(Items from a data source)
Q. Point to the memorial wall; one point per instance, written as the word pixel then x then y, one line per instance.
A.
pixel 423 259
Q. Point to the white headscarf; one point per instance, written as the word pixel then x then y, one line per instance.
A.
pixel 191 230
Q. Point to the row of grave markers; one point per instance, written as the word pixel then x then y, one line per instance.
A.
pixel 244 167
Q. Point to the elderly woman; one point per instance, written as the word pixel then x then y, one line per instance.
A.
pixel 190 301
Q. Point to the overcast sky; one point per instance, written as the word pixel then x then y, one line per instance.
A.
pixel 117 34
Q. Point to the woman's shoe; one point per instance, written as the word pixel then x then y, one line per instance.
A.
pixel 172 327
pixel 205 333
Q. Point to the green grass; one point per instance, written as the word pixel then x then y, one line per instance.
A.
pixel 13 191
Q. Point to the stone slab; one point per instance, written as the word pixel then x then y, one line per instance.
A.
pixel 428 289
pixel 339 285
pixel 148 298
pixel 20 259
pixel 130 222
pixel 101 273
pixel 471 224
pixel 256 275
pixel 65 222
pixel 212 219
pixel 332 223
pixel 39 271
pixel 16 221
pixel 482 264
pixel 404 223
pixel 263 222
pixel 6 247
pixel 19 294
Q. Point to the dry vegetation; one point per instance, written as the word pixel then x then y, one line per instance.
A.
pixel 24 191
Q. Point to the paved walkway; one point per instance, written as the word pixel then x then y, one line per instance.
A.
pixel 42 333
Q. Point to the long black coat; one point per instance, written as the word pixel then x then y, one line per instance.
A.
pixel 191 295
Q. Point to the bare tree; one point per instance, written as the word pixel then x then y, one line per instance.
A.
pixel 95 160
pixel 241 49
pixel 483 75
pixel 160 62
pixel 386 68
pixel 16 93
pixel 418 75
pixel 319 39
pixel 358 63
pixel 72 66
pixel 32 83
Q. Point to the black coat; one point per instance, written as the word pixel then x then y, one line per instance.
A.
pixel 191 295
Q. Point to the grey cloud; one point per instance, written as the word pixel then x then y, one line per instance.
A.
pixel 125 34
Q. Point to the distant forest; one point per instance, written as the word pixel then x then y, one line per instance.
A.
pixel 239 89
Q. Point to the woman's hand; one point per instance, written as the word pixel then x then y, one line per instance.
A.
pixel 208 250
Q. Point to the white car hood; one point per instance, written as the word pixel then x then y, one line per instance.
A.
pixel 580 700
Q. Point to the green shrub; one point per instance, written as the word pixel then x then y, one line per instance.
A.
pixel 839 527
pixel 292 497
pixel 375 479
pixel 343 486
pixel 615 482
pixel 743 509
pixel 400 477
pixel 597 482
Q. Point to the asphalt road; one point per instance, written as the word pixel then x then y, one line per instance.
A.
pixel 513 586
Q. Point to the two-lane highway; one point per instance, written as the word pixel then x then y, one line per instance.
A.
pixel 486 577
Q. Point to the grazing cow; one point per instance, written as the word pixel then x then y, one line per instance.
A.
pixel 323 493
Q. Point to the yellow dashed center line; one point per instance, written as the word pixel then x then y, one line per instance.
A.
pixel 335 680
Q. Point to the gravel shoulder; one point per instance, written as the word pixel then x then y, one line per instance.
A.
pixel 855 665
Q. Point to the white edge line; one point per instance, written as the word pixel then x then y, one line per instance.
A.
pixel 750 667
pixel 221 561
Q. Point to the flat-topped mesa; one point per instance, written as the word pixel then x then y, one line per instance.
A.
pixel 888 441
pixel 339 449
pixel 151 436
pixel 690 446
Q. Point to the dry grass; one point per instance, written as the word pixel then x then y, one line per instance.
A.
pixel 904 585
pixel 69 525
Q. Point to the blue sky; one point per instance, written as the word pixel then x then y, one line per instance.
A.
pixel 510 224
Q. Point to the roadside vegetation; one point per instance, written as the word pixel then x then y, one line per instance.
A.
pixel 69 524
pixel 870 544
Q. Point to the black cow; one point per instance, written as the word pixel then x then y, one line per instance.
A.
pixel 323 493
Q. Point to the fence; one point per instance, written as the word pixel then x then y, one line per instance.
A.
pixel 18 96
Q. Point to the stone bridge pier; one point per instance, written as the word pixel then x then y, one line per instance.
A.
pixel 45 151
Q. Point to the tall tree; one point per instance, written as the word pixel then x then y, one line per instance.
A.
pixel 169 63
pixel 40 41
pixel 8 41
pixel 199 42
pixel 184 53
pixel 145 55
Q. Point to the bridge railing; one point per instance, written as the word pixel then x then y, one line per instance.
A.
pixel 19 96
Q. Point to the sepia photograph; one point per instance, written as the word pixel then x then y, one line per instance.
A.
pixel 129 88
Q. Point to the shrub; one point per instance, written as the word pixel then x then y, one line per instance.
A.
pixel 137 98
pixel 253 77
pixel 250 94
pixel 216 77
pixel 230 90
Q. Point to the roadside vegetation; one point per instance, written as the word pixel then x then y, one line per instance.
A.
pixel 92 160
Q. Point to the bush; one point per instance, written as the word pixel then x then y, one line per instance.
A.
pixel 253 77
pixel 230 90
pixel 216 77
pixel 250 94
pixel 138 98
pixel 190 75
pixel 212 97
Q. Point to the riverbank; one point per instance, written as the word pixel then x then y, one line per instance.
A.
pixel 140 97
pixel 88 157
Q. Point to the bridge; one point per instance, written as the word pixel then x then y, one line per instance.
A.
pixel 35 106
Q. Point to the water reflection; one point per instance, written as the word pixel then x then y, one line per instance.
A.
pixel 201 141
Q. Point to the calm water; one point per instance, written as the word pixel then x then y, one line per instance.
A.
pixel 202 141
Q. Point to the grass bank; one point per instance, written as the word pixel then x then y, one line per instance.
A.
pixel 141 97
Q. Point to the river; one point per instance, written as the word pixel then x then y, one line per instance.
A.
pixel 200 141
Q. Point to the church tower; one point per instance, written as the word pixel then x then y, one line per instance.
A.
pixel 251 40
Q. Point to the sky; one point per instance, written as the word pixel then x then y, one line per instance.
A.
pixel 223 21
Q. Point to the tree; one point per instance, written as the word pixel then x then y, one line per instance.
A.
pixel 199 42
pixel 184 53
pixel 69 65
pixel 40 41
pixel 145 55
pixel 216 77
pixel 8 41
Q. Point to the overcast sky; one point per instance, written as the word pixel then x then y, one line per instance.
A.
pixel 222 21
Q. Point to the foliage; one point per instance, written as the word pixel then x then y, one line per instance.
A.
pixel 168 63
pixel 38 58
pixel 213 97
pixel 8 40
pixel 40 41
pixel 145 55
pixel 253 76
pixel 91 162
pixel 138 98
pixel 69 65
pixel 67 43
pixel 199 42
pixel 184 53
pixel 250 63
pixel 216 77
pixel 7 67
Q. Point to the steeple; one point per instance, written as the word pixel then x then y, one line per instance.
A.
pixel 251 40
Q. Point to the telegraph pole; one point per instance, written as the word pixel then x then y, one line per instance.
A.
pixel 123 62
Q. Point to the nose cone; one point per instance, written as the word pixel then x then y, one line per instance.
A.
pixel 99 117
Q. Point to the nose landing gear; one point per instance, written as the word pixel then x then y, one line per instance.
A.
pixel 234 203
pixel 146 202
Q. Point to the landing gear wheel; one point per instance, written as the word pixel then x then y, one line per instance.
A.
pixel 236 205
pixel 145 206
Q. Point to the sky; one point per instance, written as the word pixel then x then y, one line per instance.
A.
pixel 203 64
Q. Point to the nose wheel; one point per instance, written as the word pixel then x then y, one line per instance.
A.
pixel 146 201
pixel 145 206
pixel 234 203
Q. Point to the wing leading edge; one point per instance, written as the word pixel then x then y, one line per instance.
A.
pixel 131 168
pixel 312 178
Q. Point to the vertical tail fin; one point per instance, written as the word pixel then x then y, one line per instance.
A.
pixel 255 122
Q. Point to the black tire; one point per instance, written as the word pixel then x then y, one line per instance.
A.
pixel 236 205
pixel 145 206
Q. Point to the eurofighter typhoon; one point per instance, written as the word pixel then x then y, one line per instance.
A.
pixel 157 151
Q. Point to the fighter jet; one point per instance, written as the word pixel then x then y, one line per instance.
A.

Job:
Turn the lines of the listing above into a JSON list of strings, one string per line and no blank lines, starting with the line containing "Q. Point to the tall" and going on through the line containing "pixel 19 96". Include only those lines.

Answer for this exercise:
[
  "Q. Point to the tall tree; one point per instance, written as the word pixel then x then y, one line per instance.",
  "A.",
  "pixel 169 63",
  "pixel 40 41",
  "pixel 8 41",
  "pixel 199 42",
  "pixel 184 53",
  "pixel 145 55",
  "Q. Point to the bridge railing; one point per instance, written as the word pixel then x then y, one line per instance.",
  "A.",
  "pixel 19 96"
]